Written problem a: From the records below, extract every line that contains the string "mirror".

Quoted passage:
* * *
# 1. Introduction

This notebook outlines the creation, compilation, and training of a deep learing network for object segmentation and detection. The notebook is fundamentally based on the PyTorch tutorial for object segmentation that is available [here](https://pytorch.org/tutorials/intermediate/torchvision_tutorial.html).

The training and inference framework created for object segmentation has been validated with the pre-trained CNN models described in this [link](https://pytorch.org/vision/master/models/faster_rcnn.html). The support for a custom backbone will be available in a future verstionof TorchSuite.

# 2. Object Detection and Segmentation

Object detection is a fundamental task in computer vision that involves identifying and localizing objects within an image. Unlike image classification, which assigns a single label to an entire image, object detection provides:

* Bounding boxes around detected objects.
* * *
(Stored data entries)

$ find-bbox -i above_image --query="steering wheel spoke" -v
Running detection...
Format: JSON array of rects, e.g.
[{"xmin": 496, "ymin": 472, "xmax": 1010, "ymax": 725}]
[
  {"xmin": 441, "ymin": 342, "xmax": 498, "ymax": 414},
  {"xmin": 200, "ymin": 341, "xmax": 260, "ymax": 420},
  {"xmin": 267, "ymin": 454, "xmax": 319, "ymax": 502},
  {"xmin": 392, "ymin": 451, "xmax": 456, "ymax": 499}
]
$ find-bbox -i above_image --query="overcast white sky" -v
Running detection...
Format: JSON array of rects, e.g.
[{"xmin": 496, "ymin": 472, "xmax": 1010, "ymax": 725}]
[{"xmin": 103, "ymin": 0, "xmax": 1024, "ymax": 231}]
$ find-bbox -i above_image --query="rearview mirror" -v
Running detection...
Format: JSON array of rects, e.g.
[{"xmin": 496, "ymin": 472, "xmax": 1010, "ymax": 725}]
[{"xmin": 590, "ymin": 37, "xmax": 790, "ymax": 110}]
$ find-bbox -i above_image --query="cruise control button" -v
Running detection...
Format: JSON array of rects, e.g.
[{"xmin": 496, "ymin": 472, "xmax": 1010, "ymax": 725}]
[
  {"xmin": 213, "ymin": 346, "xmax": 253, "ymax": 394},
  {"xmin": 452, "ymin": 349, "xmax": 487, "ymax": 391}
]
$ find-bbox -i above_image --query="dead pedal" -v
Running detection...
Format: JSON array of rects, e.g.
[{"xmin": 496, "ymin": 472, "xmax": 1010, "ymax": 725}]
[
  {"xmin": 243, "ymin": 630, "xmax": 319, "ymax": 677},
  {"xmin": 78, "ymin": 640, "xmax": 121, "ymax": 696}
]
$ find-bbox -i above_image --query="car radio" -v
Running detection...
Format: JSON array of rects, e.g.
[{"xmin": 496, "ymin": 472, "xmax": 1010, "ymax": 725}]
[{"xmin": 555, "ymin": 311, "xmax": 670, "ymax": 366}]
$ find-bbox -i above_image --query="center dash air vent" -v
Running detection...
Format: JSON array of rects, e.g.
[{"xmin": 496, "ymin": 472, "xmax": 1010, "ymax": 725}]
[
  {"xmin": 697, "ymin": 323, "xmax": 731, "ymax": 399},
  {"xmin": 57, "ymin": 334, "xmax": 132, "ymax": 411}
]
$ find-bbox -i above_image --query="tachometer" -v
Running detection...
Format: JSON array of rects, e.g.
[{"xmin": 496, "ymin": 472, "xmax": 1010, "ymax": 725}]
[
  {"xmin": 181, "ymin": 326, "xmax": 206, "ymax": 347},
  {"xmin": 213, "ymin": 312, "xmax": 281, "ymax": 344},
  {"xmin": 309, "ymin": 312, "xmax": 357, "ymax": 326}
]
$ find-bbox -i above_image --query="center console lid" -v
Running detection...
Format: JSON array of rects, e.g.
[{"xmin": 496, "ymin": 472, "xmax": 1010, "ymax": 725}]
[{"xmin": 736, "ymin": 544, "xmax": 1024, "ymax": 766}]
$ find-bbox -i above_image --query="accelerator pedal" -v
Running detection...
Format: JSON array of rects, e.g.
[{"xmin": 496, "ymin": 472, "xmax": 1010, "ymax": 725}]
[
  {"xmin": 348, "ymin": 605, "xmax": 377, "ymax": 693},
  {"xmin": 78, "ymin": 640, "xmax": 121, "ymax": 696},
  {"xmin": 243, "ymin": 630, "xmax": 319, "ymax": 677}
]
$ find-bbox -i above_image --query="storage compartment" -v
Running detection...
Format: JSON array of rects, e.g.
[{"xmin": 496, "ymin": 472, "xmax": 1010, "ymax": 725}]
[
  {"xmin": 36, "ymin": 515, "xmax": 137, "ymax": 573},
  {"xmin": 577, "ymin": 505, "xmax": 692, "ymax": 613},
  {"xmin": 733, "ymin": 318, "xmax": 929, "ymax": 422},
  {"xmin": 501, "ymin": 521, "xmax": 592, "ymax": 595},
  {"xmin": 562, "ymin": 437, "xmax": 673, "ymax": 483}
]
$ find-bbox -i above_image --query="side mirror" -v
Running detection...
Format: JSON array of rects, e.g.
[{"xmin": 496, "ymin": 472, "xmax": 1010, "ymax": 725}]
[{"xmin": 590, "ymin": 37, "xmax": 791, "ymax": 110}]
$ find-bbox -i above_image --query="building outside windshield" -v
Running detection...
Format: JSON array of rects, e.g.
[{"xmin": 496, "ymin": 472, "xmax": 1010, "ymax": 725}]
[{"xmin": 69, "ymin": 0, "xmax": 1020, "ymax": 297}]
* * *
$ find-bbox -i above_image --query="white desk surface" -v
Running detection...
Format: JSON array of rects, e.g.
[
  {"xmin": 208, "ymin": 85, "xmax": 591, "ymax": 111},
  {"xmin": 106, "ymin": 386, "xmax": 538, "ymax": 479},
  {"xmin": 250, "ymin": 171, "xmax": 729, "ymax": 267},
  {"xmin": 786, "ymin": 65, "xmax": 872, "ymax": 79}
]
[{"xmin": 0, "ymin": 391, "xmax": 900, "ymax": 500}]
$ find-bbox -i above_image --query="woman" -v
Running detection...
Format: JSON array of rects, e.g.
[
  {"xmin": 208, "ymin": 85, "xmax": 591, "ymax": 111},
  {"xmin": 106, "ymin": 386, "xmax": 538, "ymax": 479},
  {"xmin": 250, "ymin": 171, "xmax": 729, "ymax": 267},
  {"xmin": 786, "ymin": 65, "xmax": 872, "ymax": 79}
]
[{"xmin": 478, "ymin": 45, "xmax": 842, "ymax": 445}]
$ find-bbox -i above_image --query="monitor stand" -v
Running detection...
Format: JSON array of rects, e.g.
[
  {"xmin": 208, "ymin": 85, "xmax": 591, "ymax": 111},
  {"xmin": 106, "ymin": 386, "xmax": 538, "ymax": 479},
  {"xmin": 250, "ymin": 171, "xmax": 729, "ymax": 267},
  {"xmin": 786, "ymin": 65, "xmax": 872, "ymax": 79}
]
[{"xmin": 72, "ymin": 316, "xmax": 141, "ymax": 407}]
* * *
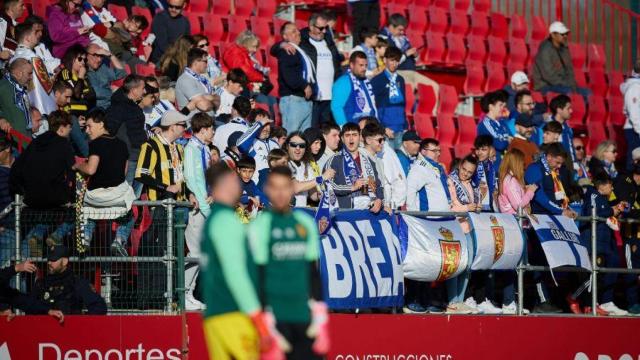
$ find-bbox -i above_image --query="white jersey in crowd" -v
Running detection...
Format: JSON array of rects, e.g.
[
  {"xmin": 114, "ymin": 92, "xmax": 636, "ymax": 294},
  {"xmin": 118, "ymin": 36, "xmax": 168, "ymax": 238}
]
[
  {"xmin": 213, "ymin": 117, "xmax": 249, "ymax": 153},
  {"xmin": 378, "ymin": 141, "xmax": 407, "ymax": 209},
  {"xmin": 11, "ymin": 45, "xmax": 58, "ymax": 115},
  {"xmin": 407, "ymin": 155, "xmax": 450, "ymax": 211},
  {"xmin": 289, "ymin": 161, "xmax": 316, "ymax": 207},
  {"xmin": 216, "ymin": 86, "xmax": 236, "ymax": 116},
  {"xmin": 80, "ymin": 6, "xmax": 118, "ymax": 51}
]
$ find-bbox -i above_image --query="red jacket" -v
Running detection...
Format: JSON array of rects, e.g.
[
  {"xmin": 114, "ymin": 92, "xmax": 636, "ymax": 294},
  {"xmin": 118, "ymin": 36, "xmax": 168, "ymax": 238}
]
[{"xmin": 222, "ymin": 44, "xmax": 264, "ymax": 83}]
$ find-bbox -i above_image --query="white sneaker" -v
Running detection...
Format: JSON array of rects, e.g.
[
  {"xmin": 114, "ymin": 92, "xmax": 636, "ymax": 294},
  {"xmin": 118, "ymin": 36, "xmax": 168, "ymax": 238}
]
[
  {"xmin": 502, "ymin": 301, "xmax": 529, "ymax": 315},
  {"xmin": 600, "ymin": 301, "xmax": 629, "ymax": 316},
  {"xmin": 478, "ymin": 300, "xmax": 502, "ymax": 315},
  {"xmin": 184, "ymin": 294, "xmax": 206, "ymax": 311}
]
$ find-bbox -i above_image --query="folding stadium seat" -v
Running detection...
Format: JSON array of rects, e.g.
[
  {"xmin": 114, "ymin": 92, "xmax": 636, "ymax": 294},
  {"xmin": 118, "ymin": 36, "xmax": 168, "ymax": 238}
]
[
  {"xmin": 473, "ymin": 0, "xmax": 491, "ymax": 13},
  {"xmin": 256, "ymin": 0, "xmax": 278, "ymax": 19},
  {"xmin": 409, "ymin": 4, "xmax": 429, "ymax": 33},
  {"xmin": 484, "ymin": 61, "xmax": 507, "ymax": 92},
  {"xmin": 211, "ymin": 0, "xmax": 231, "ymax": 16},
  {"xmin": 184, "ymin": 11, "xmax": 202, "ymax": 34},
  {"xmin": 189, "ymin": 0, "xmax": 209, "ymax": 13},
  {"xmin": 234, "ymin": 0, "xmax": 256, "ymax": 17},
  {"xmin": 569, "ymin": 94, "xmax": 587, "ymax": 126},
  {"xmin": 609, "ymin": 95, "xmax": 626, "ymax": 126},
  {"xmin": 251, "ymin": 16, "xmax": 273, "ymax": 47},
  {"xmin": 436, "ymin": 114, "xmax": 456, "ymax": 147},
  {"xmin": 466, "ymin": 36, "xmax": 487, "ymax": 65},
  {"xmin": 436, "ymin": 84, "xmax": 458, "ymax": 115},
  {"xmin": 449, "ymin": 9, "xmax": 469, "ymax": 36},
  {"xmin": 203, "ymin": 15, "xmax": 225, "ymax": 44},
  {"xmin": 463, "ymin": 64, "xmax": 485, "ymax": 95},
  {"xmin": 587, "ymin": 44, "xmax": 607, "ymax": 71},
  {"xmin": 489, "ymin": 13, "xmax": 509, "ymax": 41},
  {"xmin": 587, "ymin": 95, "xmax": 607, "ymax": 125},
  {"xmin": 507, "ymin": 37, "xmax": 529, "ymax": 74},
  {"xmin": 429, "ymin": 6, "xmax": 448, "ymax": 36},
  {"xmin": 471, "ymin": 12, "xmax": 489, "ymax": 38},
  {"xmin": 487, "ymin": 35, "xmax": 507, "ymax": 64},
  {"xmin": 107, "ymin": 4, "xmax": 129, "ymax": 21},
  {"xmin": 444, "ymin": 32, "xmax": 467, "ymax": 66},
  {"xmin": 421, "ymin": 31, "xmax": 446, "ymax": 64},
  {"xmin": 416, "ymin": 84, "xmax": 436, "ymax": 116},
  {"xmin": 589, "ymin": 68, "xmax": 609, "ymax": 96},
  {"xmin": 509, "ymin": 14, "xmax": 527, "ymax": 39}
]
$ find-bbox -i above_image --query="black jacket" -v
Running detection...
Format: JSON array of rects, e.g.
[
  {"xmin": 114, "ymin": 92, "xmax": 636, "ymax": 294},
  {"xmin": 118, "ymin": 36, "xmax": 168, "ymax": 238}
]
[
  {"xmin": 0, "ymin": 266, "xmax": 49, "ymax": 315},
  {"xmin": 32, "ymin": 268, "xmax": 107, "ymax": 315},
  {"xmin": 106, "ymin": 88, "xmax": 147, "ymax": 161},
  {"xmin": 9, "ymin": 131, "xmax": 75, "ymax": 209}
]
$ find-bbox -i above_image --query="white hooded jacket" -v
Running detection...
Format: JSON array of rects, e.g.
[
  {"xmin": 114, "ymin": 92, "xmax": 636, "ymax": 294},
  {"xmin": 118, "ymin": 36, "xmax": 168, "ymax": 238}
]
* * *
Written problem b: Summarize the notebook introduction above in two sentences.

Written answer a:
$ find-bbox -i above_image --query="rearview mirror" -v
$ find-bbox -i above_image --query="side mirror" -v

Written answer b: The notebook covers creating, compiling, and training a deep network for object segmentation and detection, based on a PyTorch tutorial, and its framework has been validated with pre-trained CNN models, with custom backbone support planned for a future version of TorchSuite. Object detection identifies and localizes objects within an image and, unlike image classification, provides bounding boxes around the detected objects.